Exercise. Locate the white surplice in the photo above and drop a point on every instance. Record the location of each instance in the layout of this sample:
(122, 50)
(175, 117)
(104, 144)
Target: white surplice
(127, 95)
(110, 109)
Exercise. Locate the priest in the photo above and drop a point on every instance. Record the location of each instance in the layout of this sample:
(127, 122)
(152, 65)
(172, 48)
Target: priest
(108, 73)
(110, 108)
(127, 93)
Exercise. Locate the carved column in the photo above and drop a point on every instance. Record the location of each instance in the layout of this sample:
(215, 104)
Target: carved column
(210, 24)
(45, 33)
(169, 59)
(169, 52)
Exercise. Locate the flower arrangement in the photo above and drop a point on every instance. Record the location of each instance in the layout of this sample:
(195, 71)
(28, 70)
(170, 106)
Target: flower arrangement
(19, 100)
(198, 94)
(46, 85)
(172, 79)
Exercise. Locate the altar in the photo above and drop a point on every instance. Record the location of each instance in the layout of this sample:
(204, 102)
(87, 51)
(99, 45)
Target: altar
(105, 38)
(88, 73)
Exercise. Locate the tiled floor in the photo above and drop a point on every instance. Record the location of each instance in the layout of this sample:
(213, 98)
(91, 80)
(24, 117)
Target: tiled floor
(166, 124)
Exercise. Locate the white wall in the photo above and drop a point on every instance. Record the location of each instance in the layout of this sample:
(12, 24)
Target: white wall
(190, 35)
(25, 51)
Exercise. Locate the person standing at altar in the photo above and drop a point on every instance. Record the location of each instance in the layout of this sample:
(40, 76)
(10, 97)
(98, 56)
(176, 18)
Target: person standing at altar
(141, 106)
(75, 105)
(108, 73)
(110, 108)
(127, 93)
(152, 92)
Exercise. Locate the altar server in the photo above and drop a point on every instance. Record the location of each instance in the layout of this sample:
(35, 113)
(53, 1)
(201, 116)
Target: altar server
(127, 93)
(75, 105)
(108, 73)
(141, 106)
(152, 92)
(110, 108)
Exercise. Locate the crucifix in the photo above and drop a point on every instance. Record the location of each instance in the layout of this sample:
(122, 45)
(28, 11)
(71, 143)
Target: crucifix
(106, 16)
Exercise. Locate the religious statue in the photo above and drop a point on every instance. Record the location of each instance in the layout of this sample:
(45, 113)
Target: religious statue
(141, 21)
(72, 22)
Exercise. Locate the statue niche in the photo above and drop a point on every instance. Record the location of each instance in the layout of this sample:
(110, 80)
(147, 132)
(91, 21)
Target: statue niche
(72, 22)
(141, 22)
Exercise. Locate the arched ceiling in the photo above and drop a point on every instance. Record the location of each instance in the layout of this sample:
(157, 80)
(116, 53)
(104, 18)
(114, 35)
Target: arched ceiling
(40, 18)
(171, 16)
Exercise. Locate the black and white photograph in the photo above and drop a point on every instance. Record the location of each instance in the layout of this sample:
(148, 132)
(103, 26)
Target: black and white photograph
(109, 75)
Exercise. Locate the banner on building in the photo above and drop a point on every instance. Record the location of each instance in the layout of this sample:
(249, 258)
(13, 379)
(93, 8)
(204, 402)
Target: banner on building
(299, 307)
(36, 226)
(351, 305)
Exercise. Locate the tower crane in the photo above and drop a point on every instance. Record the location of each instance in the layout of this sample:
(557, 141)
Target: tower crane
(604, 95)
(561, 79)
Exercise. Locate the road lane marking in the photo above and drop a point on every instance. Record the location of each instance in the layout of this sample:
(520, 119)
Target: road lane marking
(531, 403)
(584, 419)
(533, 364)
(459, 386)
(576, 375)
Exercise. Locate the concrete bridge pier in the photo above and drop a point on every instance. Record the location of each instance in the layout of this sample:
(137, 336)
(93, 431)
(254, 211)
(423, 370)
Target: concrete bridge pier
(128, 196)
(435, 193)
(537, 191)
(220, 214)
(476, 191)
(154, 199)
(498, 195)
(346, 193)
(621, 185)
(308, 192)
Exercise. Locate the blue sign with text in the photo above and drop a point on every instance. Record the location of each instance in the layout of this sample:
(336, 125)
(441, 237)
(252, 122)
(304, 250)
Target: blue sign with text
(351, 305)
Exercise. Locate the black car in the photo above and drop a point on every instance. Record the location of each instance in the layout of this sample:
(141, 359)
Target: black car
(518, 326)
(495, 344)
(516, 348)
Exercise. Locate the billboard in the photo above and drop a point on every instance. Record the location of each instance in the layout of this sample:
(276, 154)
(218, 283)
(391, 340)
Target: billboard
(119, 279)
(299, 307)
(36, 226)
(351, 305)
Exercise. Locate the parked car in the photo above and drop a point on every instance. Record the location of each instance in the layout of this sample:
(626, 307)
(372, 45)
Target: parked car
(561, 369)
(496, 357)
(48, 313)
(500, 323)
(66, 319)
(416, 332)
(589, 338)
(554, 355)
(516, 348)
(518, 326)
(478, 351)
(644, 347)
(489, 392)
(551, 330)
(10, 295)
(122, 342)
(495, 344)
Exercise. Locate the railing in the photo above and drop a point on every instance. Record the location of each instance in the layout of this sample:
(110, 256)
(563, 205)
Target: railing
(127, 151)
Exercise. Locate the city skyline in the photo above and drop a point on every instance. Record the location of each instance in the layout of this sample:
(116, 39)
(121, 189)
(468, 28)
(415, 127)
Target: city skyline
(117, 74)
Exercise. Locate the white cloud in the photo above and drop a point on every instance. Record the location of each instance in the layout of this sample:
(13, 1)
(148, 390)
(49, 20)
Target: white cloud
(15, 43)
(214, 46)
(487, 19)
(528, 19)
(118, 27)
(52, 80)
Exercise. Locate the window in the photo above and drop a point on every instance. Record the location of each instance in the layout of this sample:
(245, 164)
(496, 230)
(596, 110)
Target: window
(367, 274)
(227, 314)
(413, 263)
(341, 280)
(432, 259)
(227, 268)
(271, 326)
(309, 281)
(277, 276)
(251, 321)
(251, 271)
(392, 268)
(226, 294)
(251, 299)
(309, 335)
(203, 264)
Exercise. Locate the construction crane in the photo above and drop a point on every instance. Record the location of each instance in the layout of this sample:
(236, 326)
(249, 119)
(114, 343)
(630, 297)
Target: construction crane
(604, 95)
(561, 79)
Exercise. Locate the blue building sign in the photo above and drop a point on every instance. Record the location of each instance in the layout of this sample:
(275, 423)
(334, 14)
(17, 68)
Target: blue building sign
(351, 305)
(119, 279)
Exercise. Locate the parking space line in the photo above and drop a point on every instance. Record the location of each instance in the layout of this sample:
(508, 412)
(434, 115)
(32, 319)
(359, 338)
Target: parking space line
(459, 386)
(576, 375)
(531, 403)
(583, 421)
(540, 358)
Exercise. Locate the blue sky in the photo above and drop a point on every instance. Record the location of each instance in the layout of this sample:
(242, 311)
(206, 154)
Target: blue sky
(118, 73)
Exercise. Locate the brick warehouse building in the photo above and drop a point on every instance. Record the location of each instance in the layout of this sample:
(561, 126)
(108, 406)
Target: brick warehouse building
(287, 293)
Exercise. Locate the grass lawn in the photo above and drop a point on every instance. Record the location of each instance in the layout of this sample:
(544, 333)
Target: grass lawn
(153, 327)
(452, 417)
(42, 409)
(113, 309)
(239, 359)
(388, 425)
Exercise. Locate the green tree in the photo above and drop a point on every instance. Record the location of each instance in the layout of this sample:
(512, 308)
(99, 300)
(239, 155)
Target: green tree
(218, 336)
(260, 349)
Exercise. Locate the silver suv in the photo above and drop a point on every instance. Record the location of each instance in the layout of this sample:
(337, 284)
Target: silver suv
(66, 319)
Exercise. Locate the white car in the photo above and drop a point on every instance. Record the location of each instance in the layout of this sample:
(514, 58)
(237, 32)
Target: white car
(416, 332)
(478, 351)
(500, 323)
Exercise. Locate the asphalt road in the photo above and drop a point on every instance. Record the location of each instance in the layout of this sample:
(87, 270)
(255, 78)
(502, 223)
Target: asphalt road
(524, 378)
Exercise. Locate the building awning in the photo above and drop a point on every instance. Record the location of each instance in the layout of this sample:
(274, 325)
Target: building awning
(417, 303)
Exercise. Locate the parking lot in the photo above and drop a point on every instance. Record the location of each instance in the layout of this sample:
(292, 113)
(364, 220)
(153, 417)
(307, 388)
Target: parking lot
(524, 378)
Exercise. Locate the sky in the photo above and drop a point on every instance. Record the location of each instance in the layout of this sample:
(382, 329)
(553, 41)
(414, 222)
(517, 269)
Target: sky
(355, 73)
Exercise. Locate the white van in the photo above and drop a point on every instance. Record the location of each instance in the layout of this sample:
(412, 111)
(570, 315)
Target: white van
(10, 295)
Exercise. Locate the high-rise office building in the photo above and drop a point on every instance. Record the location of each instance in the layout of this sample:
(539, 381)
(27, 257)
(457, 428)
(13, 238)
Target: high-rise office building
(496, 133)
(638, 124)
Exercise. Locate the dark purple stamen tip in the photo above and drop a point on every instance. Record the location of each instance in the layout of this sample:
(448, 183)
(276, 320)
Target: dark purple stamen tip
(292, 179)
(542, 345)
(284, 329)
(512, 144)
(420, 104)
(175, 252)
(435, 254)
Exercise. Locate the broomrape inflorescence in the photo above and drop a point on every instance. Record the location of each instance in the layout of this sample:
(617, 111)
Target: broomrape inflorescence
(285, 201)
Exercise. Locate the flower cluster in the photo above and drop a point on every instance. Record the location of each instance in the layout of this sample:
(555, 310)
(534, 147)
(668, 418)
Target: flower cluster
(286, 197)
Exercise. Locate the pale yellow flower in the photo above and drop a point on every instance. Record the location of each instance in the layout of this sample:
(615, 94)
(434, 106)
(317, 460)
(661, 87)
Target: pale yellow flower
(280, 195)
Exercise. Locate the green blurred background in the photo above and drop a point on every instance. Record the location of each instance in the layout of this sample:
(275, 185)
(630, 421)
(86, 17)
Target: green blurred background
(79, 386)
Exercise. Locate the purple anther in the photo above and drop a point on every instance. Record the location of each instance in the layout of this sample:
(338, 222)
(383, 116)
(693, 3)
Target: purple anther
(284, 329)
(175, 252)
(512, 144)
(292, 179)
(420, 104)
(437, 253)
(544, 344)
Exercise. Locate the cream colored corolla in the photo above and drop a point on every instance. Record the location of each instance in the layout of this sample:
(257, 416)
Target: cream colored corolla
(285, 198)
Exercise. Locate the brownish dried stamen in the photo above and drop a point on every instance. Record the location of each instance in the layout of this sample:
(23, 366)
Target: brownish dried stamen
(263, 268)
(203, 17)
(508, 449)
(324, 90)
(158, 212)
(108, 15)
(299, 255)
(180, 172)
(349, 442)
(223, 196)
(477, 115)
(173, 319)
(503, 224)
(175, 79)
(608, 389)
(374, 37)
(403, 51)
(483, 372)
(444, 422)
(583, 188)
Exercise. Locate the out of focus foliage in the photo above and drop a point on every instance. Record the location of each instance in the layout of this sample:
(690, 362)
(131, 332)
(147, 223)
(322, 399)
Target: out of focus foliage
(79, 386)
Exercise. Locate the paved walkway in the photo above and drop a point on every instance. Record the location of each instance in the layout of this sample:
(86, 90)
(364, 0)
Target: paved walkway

### The request
Locate "Exercise. Locate the pale" in the material, then quote the line that contains it and all lines after it through the final one.

### Solution
Exercise. Locate the pale yellow flower in the photo above and drop a point on every instance. Record the location of each instance in the layout of this sample:
(615, 94)
(434, 106)
(317, 460)
(661, 87)
Target: pale yellow flower
(280, 195)
Exercise. Locate the green blurred background in the photo above and drop a point on every instance. Record the location of each instance in the layout of this sample:
(275, 185)
(630, 421)
(86, 17)
Target: green blurred background
(79, 386)
Exercise. Locate the purple anther in the photo above and drop a point on every instance. Record the location of each instance in the layout of this sample:
(338, 222)
(383, 116)
(693, 3)
Target: purple anther
(284, 329)
(175, 252)
(512, 144)
(292, 179)
(420, 104)
(437, 253)
(544, 344)
Exercise. Locate the cream colored corolla in the photo above and drop a point on every instance. Record the location of each instance in the layout of this sample:
(257, 416)
Target: cream colored corolla
(285, 198)
Exercise. Locate the brownish dried stamen in the photo above and drop a point on every instance. Record the location of each instance in the layout of this sample:
(23, 366)
Target: brownish dried stamen
(263, 268)
(203, 17)
(508, 449)
(324, 90)
(158, 212)
(108, 15)
(299, 255)
(180, 172)
(349, 442)
(223, 196)
(477, 115)
(173, 319)
(503, 224)
(175, 79)
(608, 389)
(374, 37)
(403, 51)
(483, 372)
(444, 422)
(583, 188)
Exercise. Locate the out of focus foliage in the photo above and drop a point on every instance. Record the location of each instance in the layout of this sample:
(690, 362)
(131, 332)
(147, 223)
(322, 399)
Target: out of focus foliage
(79, 386)
Exercise. Locate the paved walkway in the photo above and drop a point on every instance. Record the location of each instance in the layout of this sample:
(86, 90)
(364, 0)
Target: paved walkway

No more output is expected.